• _Verilen Alıntı_:
•••
Uzman Psikolojik Danışman Şura Saka konu hakkında önemli bilgiler verdi.
Yaşam eşinizle, çocuklarınızla, arkadaşlarınızla kısacası çevrenizdekilerle iletişim kurma sanatıdır. Kendinizi ne kadar iyi anlatabilir ve karşı taraftan ne kadar iyi anlaşılırsanız yaşamda isteklerinizin karşılanması, sorunlarının çözümü daha olası hale gelir. Etkili iletişim kurmak için çeşitli becerileri edinebilmek (dinleme, empati vb) ve sıklıkla yapılan hatalardan kaçınmak önemlidir. “Peki nedir bu sıklıkla yapılan hatalar ? Acaba ben de yapıyor olabilir miyim ?” diyorsanız bunlara göz atmak sizin için faydalı olabilir.
•••
• _Zorlu Görev A_:
Verilen alıntıya göre etkili iletişim kurmak için hangi iki şey önemlidir?

Kayıtlı öğeler:
•••
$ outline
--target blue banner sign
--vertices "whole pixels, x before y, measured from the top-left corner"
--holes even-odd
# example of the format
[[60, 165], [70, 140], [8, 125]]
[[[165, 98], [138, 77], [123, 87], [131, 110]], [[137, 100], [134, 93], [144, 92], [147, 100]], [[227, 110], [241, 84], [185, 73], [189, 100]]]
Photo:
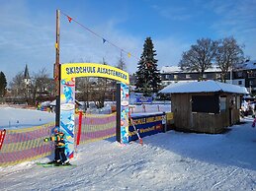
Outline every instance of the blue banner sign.
[[[131, 118], [141, 138], [163, 132], [163, 124], [162, 124], [163, 114], [136, 116], [136, 117], [131, 116]], [[128, 141], [134, 141], [137, 139], [138, 138], [137, 138], [136, 132], [129, 120]]]
[[138, 96], [136, 97], [137, 103], [152, 103], [153, 98], [152, 96]]

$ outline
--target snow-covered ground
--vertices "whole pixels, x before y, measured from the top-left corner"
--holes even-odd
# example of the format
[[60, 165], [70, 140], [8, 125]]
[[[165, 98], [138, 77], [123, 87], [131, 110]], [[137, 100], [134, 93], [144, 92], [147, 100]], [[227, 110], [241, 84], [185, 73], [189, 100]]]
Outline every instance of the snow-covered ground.
[[36, 164], [52, 157], [0, 167], [0, 190], [256, 190], [256, 129], [244, 121], [225, 134], [169, 131], [142, 146], [114, 138], [82, 145], [72, 167]]

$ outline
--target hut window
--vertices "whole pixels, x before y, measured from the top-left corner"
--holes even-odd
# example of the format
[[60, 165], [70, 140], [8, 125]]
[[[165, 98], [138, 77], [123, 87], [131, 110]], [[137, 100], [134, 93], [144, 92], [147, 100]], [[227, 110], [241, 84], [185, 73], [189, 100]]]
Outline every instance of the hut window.
[[226, 96], [219, 97], [220, 111], [226, 109]]
[[192, 96], [192, 112], [219, 113], [219, 96]]

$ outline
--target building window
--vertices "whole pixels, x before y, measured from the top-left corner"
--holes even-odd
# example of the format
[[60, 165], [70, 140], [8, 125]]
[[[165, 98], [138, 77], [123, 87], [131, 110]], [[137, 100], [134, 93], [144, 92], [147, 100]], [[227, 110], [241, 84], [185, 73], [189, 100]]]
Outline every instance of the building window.
[[219, 79], [220, 78], [220, 74], [216, 74], [215, 77], [216, 77], [216, 79]]
[[243, 77], [243, 73], [242, 73], [242, 72], [238, 72], [238, 73], [237, 73], [237, 77], [238, 77], [238, 78]]

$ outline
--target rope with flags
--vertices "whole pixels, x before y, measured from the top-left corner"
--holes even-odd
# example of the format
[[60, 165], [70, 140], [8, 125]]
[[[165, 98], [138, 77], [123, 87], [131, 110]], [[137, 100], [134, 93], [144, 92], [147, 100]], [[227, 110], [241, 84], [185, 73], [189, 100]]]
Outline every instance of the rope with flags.
[[68, 16], [67, 14], [65, 14], [64, 12], [60, 11], [60, 14], [64, 15], [68, 22], [71, 23], [71, 22], [74, 22], [76, 24], [78, 24], [80, 27], [82, 27], [82, 29], [90, 32], [91, 33], [93, 33], [94, 35], [100, 37], [102, 39], [102, 42], [105, 43], [105, 42], [108, 42], [109, 44], [111, 44], [112, 46], [118, 48], [121, 52], [125, 52], [127, 53], [128, 57], [134, 57], [136, 59], [138, 59], [136, 56], [132, 55], [130, 52], [125, 50], [124, 48], [121, 48], [120, 46], [116, 45], [115, 43], [111, 42], [110, 40], [106, 39], [105, 37], [103, 37], [102, 35], [100, 35], [99, 33], [95, 32], [94, 31], [90, 30], [89, 28], [87, 28], [86, 26], [84, 26], [83, 24], [79, 23], [78, 21], [76, 21], [74, 18], [71, 18], [70, 16]]

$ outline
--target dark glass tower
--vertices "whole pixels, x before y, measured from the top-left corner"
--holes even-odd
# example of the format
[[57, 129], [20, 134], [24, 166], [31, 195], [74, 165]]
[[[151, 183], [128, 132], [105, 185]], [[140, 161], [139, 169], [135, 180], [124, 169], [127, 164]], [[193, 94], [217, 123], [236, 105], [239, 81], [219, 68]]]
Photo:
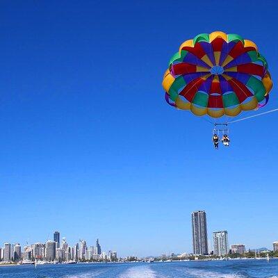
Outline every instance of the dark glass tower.
[[57, 248], [60, 247], [60, 232], [54, 231], [54, 234], [53, 236], [53, 240], [56, 243]]
[[208, 255], [206, 212], [204, 211], [194, 211], [192, 213], [191, 217], [193, 253]]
•••
• _Zorlu Görev B_:
Kayıtların başından "Outline every instance of the blue" ifadesinin geçtiği satıra kadar uzanan bölümü, iki uç satır da dahil olmak üzere aynen kopyalayın. Resimleri yanıtınıza almayın.

• _Eksiksiz Yanıt A_:
Çeşitli becerileri (dinleme, empati vb.) edinebilmek ve sıklıkla yapılan hatalardan kaçınmak.

• _Eksiksiz Yanıt B_:
$ outline
--target blue banner sign
--vertices "whole pixels, x before y, measured from the top-left corner"
--holes even-odd
# example of the format
[[60, 165], [70, 140], [8, 125]]
[[[165, 98], [138, 77], [123, 87], [131, 110]], [[137, 100], [134, 93], [144, 92], [147, 100]], [[227, 110], [241, 84], [185, 73], [189, 100]]]
Photo:
Outline every instance of the blue banner sign.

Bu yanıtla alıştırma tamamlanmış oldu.